> [Seitentext]:
· · · · · · ·

# Fangnummer bei Handy/Rückruftrick



## Harald (4 März 2004)

Hallo

´möchte eine Mitteilung der Staatsanwaltschaft Hamburg in´s
Forum setzen, die eine neue Abzockmasche beschreibt und mich gestern per E-mail erreichte:

Wenn auf dem Handydisplay die Mitteilung "Anruf in Abwesenheit" und dann  die Nummer: +49137799090269 oder +49172332233333 erscheint, nicht zurückrufen. 
Es handelt sich hierbei um eine Fangnummer, die den Anruf bis zu einer Stunde und länger hält. Der Anrufer selbst hat keine 
Möglichkeit, den Anruf zu beenden. 
Bitte geben Sie diese Nummer jedem weiter, den Sie kennen, damit böse Überraschungen im Vorfeld schon vermieden werden. 

Mit freundlichem Gruss 

D. K. 
Staatsanwaltschaft Hamburg 

Ich habe meine Tochter davon in Kenntnis gesetzt; diese wird das
in Ihrer Klasse auch zur Sprache bringen.

mfG H. Hermanns

_E-Mail Addi in Signatur , Signatur  deaktiviert, bitte entfernen 
Name gelöscht 
siehe Nutzungsregeln 
http://forum.computerbetrug.de/rules.php#10
http://forum.computerbetrug.de/rules.php#9
tf/Moderator_


----------



## sascha (4 März 2004)

Ist ein Hoax (eine Falschmeldung). Abzocke mit 0137-Nummern am Handy gibt es tatsächlich. Die Geschichte mit der angeblich einstündigen Verbindung ist allerdings gelogen.

Siehe dazu auch

http://www.tu-berlin.de/www/software/hoax/telefon0137.shtml


----------



## KatzenHai (5 März 2004)

... es wäre auch das für mich erste Mal, dass eine Staatsanwaltschaft selbst an die Öffentlichkeit tritt, um verbraucherschützende Warnungen heraus zu geben. 

Zumal diese durchaus die Möglichkeit haben könnten, gegen den Nummerbetreiber etwas zu unternehmen - oder (wenn's dafür nicht reicht) von der Unschuld ausgehen und die Klappe halten müssten.

Und eine "Fangnummer" existiert in genanntem Umfang wirklich nicht - es läge auch gar kein entsprechender Vertrag vor, was ohnehin einen solchen Trick mittelfristig töten würde.


----------



## Heiko (5 März 2004)

Diese Hoaxes sterben aber auch nicht aus.
Erst gestern hat mich ein Kollege gebeten, eine Meldung für ihn auszudrucken und das weiterzuverteilen, die ein absolut klassischer Hoax war.
Sobald was Offizielles druntersteht, neigt man dazu, das einfach zu glauben...


----------

· · · · · · ·

> [Bereitgestelltes Material]:

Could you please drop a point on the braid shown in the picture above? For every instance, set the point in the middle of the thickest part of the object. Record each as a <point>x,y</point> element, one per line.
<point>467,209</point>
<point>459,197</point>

· · · · · · ·

Geben Sie aus dem Seitentext alles von „## Heiko (5“ bis hinunter zu „einfach zu glauben...“ wortgetreu wieder.

> [Ergebnis]:
## Heiko (5 März 2004)

Diese Hoaxes sterben aber auch nicht aus.
Erst gestern hat mich ein Kollege gebeten, eine Meldung für ihn auszudrucken und das weiterzuverteilen, die ein absolut klassischer Hoax war.
Sobald was Offizielles druntersteht, neigt man dazu, das einfach zu glauben...